Task statement: Copy word for word the lines of the items below, beginning with the line that contains "Q: Find one point on every instance of the laptop keyboard" and running through the last of the items.
-- BEGIN Supplied records --
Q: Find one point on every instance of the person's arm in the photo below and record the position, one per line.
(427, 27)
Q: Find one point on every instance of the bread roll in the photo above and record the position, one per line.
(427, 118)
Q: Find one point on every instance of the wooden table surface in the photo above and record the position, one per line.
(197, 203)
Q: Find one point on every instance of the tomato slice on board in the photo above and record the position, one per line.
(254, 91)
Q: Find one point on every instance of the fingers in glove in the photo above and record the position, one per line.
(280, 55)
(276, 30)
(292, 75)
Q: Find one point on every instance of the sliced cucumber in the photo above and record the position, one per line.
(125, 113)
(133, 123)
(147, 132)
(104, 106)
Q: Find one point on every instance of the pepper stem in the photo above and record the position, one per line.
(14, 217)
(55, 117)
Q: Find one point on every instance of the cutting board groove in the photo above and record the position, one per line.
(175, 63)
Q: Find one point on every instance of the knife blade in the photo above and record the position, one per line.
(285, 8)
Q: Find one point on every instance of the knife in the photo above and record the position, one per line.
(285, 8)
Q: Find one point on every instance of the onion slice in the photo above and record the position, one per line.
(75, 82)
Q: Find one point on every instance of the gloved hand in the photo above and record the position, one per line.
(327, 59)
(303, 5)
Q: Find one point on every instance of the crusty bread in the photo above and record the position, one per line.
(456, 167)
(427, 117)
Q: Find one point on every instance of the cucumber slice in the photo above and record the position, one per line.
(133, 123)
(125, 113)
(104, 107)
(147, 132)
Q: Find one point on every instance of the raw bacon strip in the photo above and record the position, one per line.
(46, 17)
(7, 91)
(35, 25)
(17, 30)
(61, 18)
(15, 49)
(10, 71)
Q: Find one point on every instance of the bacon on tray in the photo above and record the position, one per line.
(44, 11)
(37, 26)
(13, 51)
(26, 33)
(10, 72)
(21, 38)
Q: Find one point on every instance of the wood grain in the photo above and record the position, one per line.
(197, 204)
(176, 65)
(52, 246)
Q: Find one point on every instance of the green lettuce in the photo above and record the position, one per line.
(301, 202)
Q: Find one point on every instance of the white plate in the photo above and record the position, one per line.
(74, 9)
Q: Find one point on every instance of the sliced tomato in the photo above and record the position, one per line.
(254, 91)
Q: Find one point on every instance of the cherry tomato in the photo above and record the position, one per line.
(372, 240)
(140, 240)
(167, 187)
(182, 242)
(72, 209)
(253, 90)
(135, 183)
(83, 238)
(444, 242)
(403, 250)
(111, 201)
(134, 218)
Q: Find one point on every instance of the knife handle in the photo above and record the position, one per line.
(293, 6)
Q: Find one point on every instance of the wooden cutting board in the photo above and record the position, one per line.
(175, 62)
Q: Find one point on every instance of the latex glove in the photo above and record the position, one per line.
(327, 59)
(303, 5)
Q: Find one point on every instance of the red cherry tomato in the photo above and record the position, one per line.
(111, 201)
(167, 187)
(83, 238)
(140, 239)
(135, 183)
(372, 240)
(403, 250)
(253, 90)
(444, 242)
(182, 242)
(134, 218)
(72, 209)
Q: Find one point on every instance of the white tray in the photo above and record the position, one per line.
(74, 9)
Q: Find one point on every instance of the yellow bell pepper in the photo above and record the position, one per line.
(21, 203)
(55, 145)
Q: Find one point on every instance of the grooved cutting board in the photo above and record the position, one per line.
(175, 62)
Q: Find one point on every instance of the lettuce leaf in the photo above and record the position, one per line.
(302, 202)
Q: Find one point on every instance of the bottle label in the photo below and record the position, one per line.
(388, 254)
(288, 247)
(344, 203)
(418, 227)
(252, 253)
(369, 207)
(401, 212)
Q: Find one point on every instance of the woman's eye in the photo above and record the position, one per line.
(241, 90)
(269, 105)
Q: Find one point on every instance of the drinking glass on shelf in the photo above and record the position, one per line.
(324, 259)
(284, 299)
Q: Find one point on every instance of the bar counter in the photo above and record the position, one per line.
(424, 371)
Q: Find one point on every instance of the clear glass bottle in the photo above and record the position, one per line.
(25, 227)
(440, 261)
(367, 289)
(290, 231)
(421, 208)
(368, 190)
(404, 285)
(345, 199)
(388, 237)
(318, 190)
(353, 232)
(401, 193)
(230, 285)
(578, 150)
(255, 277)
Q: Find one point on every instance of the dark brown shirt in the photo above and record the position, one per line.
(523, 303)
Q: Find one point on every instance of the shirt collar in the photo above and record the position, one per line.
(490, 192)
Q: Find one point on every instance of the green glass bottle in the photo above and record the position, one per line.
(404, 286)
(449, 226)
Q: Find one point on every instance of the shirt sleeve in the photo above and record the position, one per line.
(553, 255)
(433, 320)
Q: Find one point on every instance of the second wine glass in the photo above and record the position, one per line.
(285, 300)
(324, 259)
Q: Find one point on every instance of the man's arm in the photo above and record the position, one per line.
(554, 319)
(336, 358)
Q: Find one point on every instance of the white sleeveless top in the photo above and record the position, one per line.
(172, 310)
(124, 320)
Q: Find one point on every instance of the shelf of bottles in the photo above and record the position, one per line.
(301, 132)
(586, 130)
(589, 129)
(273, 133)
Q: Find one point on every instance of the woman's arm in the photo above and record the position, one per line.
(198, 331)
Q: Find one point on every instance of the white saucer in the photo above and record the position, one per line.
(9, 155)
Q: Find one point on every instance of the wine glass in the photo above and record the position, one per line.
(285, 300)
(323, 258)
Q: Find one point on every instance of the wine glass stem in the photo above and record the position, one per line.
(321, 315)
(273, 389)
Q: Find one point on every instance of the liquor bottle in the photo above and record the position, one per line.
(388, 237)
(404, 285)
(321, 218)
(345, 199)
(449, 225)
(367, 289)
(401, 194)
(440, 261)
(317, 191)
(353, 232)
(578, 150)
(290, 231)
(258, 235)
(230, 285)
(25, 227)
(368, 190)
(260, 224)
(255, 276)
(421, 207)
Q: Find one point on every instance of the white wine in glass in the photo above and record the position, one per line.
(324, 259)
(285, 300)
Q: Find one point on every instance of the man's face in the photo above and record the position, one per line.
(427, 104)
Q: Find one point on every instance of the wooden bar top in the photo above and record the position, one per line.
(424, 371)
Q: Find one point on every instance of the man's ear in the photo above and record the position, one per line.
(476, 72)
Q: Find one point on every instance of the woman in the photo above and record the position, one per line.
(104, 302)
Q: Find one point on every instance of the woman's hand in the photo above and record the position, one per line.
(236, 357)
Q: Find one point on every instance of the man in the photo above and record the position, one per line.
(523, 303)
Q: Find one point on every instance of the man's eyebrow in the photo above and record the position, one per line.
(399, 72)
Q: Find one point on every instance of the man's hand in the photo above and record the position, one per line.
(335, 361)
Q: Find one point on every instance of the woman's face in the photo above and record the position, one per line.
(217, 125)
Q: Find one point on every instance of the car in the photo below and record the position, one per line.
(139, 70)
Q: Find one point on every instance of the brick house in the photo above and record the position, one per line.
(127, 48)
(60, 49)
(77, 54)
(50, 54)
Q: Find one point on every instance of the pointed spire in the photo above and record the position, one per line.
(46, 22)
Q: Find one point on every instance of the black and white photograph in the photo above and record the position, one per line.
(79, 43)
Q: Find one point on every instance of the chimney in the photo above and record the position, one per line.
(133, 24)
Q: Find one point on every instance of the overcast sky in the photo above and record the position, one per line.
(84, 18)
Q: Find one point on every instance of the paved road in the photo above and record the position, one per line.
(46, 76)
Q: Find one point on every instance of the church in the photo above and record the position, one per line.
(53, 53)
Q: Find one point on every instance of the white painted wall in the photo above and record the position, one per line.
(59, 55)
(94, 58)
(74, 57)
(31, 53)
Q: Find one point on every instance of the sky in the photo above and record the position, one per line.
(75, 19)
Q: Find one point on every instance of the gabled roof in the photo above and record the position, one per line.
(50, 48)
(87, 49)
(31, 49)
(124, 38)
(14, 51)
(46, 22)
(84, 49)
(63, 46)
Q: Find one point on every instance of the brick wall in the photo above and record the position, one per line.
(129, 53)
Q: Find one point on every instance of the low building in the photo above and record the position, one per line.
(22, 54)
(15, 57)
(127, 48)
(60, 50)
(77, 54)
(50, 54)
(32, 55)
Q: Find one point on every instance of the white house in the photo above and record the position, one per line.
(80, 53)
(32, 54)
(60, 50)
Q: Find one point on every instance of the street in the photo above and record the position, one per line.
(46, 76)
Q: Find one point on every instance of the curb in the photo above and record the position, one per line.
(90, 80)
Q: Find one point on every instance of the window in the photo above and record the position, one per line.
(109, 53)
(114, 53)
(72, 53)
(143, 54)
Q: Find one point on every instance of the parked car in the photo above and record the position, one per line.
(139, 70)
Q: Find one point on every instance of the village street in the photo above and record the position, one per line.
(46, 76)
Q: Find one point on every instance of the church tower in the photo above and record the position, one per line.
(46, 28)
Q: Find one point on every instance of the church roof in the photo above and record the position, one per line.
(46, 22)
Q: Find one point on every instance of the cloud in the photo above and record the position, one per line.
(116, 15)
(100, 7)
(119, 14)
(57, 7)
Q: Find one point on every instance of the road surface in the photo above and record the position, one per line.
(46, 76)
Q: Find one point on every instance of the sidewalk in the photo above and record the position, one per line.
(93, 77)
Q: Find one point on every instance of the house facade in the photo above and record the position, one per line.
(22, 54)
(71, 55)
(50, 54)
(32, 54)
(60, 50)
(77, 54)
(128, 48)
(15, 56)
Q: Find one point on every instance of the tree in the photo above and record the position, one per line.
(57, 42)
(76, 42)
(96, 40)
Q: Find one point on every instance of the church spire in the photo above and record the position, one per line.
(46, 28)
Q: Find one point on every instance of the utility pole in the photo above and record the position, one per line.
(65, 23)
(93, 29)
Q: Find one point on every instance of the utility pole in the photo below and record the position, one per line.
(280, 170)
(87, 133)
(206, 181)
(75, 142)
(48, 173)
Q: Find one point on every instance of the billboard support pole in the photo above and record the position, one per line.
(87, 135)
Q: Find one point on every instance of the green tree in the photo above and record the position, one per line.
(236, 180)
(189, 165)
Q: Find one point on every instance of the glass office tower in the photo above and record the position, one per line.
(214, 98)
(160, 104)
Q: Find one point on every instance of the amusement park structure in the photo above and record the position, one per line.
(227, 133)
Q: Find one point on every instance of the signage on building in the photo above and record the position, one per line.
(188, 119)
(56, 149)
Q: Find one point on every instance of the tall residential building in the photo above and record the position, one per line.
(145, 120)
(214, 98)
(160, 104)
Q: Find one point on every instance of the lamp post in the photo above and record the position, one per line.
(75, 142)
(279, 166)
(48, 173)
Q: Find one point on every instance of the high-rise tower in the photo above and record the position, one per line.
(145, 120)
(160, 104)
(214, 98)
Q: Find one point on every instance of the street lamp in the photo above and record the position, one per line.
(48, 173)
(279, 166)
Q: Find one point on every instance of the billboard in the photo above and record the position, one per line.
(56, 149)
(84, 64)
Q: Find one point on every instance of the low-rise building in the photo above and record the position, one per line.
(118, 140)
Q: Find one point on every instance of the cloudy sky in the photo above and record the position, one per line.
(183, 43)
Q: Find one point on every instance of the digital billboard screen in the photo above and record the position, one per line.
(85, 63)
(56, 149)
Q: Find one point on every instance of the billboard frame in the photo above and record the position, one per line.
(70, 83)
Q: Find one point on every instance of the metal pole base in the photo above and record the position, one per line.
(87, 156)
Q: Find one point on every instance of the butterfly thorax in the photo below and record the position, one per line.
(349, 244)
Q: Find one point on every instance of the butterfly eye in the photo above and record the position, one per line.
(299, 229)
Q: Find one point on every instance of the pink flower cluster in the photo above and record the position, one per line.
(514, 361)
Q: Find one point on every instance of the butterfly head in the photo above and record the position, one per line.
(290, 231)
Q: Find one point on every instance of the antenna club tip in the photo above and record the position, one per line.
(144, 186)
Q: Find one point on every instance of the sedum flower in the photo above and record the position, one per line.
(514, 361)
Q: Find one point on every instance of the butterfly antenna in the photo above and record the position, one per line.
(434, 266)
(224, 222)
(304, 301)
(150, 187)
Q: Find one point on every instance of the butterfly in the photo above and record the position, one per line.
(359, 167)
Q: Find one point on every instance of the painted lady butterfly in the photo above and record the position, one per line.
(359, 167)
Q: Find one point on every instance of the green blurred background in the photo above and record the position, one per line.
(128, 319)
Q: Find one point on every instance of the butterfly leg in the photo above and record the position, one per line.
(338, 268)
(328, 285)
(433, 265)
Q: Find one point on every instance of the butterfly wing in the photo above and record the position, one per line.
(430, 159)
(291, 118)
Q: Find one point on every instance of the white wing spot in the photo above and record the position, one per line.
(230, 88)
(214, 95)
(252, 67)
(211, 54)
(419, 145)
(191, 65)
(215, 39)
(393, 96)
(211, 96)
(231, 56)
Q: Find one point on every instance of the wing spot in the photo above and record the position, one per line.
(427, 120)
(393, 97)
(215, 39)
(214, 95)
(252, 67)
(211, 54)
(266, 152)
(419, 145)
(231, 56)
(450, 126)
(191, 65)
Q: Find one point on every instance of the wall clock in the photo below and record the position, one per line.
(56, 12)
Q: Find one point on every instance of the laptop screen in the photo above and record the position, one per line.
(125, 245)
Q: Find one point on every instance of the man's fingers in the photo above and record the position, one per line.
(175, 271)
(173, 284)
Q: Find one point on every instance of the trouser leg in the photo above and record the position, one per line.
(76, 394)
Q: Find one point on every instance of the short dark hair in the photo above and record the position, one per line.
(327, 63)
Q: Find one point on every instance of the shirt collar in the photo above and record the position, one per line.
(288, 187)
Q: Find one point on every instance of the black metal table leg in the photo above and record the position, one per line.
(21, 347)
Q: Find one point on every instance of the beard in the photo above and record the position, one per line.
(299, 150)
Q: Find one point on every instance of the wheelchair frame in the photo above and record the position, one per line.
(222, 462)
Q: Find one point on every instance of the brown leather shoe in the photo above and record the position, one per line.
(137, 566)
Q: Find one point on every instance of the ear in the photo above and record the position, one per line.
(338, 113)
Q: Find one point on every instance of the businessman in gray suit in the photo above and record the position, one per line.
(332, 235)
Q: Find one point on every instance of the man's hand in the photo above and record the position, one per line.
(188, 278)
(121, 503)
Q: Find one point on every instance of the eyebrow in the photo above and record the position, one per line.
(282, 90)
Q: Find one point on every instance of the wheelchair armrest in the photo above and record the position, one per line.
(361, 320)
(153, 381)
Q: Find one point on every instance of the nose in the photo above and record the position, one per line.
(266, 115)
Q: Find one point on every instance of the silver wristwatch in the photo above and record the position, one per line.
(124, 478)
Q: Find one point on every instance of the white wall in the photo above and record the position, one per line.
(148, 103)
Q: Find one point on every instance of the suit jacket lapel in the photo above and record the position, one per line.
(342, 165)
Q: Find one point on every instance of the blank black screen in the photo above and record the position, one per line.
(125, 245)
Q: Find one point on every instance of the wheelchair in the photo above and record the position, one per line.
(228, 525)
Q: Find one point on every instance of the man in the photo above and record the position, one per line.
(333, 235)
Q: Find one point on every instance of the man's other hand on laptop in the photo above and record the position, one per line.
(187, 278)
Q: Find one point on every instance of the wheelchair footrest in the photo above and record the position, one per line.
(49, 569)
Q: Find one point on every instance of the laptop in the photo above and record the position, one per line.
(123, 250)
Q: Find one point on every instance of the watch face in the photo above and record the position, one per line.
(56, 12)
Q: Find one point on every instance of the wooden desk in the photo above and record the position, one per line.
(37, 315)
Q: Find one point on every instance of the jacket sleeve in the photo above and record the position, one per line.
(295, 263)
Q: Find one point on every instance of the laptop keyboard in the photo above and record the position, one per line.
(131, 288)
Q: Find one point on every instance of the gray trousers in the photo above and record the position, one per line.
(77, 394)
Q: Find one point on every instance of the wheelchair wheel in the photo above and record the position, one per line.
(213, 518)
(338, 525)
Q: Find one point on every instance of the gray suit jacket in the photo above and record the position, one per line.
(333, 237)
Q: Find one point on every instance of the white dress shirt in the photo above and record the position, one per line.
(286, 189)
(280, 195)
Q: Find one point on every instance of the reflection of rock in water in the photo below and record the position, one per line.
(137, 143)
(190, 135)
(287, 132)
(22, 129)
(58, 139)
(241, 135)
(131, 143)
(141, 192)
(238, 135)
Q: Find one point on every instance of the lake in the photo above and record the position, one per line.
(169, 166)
-- END Supplied records --
Correct output:
Q: Find one point on every instance of the laptop keyboard in the photo above and record the position, one per line.
(131, 288)
Q: Find one point on every instance of the gray trousers in the photo above and record the position, one per line.
(77, 394)
Q: Find one point on every instance of the wheelchair wheel in the photo above and record the position, one per line.
(213, 518)
(338, 525)
Q: Find one point on every instance of the gray suit jacket in the photo above and record the position, one per line.
(333, 237)
Q: Find one point on every instance of the white dress shirt in the photo above and record the position, one per line.
(286, 189)
(280, 195)
Q: Find one point on every instance of the reflection of rock in water in the photo below and record the position, one per line.
(137, 143)
(190, 135)
(287, 132)
(22, 129)
(58, 139)
(241, 135)
(131, 143)
(141, 192)
(238, 135)
Q: Find one point on every instance of the lake in the photo above and record the position, one per line.
(169, 166)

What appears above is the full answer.